Could you convert every line of the data below into a JSON list of strings, one string per line, omitting blank lines and leaving out the pictures?

-- Begin SOURCE MATERIAL --

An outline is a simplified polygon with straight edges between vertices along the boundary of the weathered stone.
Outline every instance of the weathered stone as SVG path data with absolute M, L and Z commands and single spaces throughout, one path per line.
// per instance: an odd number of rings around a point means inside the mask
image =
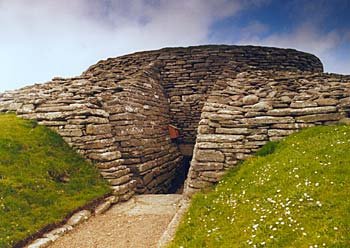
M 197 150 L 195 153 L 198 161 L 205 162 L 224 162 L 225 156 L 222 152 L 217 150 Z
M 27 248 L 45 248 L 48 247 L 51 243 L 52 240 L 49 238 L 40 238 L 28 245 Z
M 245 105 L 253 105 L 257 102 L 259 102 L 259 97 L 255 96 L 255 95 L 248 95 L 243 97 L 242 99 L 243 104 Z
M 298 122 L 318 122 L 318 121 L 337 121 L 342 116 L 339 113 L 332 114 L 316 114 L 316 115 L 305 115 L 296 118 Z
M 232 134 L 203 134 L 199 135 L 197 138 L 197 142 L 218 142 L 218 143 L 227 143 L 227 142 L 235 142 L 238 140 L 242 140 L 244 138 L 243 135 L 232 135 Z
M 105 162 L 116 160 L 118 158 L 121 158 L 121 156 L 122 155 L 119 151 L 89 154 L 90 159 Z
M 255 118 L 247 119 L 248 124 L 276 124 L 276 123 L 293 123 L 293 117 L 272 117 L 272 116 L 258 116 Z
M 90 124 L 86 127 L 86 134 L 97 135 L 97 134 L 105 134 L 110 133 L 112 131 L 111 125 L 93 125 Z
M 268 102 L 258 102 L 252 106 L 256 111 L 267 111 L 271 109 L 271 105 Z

-- End SOURCE MATERIAL --

EXERCISE OUTPUT ▸
[
  "An outline is a simplified polygon with straight edges between vertices along the boundary of the weathered stone.",
  "Outline every instance of the weathered stone as SVG path data with absolute M, L and Z commands and single spaces throughout, one path per line.",
  "// per instance: an odd number of rings around a point means inside the mask",
  "image =",
  "M 197 150 L 195 153 L 198 161 L 205 162 L 224 162 L 225 156 L 222 152 L 217 150 Z",
  "M 27 248 L 45 248 L 48 247 L 51 243 L 52 240 L 49 238 L 40 238 L 28 245 Z",
  "M 245 105 L 253 105 L 257 102 L 259 102 L 259 97 L 255 96 L 255 95 L 248 95 L 243 97 L 242 99 L 243 104 Z",
  "M 298 122 L 318 122 L 318 121 L 337 121 L 342 116 L 339 113 L 332 114 L 316 114 L 316 115 L 305 115 L 296 118 Z",
  "M 232 134 L 203 134 L 199 135 L 197 138 L 197 142 L 218 142 L 218 143 L 227 143 L 227 142 L 235 142 L 238 140 L 242 140 L 244 138 L 243 135 L 232 135 Z",
  "M 105 162 L 116 160 L 118 158 L 121 158 L 121 156 L 122 155 L 119 151 L 89 154 L 90 159 Z",
  "M 255 118 L 247 119 L 248 124 L 276 124 L 276 123 L 293 123 L 293 117 L 272 117 L 272 116 L 258 116 Z",
  "M 90 124 L 86 127 L 86 134 L 97 135 L 97 134 L 105 134 L 110 133 L 112 131 L 111 125 L 93 125 Z",
  "M 268 102 L 258 102 L 252 106 L 256 111 L 267 111 L 271 109 L 271 105 Z"
]